__WORK INSTRUCTIONS__.
In the records below, find each line with "every" and copy it.

__EXTRACTED RECORDS__.
--- START ---

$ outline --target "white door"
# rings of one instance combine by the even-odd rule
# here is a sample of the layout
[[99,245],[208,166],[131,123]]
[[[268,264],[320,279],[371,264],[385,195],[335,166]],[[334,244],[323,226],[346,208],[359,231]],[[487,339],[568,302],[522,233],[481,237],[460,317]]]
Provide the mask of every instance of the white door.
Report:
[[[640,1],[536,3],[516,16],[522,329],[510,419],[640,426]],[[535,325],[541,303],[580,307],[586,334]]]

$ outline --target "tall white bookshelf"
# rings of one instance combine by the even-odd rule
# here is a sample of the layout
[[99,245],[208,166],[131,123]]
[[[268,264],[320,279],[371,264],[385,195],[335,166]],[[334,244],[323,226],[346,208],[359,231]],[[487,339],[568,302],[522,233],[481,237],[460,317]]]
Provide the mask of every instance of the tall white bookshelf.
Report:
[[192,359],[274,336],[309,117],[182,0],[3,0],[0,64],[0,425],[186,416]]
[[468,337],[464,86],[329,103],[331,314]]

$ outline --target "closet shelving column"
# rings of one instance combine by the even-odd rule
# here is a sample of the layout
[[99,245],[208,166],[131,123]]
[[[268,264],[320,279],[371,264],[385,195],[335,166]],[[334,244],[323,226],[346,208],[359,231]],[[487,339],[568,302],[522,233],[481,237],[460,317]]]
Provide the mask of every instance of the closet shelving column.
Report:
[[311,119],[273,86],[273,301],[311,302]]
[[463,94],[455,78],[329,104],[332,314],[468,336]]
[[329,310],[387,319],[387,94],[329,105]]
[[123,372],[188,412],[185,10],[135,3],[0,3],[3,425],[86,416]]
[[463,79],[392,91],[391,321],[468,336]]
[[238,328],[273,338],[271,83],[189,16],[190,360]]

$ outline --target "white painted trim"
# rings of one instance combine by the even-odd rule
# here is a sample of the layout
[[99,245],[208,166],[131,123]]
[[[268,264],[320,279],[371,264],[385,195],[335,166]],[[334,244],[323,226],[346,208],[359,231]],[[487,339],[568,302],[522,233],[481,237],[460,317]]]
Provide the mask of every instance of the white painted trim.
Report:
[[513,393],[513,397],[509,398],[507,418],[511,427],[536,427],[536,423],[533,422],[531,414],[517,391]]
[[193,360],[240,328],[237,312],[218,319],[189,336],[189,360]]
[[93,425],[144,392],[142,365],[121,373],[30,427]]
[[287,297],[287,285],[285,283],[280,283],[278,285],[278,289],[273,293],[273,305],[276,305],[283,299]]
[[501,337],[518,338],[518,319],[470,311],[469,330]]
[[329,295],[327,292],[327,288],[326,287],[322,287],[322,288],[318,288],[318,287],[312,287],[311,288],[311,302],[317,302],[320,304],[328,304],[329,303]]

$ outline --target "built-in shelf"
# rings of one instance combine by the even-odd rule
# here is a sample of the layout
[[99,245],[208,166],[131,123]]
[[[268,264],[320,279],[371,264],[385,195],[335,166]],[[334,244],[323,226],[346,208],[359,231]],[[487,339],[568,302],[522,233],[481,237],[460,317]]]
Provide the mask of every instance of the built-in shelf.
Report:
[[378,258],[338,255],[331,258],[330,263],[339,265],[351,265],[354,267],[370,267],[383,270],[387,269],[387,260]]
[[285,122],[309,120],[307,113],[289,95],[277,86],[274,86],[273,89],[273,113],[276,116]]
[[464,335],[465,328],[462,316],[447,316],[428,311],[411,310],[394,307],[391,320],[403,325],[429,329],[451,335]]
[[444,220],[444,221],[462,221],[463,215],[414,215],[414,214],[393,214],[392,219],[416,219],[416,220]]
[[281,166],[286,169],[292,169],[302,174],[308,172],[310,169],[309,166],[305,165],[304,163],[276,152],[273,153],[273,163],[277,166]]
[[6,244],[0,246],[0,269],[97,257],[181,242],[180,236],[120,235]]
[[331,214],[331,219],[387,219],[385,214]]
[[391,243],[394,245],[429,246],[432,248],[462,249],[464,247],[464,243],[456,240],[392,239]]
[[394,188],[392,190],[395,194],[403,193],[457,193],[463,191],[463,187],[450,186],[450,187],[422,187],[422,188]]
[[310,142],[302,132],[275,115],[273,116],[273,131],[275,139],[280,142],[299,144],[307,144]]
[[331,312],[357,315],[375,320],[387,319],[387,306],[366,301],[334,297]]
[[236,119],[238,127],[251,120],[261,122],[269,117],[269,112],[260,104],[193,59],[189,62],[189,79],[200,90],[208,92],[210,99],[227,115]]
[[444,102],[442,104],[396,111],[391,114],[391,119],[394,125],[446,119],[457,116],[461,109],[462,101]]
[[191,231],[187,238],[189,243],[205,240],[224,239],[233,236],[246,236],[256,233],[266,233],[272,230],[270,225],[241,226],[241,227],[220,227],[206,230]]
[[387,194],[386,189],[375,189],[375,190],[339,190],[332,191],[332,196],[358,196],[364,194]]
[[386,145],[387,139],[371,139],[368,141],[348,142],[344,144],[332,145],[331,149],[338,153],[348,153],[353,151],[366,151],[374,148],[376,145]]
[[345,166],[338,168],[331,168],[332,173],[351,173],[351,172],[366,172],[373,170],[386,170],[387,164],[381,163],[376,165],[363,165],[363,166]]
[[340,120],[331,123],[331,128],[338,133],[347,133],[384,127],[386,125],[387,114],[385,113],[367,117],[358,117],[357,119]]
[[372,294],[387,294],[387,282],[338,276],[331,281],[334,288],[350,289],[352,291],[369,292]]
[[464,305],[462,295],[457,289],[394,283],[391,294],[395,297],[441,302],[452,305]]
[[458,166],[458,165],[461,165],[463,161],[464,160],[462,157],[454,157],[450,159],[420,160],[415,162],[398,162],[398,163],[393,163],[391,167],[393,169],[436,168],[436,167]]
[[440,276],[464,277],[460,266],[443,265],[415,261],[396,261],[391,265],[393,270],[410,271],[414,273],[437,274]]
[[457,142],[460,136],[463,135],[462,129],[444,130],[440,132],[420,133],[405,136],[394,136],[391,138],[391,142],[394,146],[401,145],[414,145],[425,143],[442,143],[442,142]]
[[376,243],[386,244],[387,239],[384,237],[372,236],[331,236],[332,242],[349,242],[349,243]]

--- END ---
--- START ---

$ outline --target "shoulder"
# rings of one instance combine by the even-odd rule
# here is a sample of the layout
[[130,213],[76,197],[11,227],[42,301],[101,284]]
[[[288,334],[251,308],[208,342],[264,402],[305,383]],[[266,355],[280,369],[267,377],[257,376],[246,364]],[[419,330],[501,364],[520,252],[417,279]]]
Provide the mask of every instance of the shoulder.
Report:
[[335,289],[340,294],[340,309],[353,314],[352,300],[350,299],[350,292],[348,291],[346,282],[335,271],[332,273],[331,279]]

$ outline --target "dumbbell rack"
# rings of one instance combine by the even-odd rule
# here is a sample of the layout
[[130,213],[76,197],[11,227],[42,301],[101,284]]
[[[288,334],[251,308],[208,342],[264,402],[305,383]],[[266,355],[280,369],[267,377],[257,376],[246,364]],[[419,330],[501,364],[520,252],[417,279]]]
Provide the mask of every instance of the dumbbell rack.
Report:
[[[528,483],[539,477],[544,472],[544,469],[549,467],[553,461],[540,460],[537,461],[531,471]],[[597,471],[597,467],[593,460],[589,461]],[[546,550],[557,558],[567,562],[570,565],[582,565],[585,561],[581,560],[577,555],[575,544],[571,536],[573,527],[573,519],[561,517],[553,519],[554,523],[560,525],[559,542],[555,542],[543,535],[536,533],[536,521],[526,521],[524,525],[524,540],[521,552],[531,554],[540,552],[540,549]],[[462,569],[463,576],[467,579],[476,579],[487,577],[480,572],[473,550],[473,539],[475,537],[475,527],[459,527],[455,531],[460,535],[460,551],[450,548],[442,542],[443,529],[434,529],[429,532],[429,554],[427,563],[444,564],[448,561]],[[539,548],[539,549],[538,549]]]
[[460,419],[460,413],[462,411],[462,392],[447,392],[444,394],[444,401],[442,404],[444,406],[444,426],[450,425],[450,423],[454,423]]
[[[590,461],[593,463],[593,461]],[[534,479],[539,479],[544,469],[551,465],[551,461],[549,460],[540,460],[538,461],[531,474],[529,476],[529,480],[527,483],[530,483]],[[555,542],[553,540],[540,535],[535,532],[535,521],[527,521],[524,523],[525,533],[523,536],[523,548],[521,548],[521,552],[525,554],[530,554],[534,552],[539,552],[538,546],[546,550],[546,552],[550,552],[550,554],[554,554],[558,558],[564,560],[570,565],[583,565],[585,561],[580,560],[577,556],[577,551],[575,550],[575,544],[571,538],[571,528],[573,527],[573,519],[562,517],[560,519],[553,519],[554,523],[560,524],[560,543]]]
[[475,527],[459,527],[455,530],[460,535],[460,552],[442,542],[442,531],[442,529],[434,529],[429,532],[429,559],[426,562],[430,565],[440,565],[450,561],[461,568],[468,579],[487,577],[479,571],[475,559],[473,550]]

--- END ---

__REPLY TO THE EXERCISE__.
Provide the mask of every instance of the white door.
Provide the mask of every instance of the tall white bookshelf.
Provide the mask of every instance of the closet shelving column.
Provide the mask of every instance of the white painted trim.
Provide the mask of every instance of the built-in shelf.
Provide the mask of every instance of the shoulder.
Provide the mask of every instance of the dumbbell rack.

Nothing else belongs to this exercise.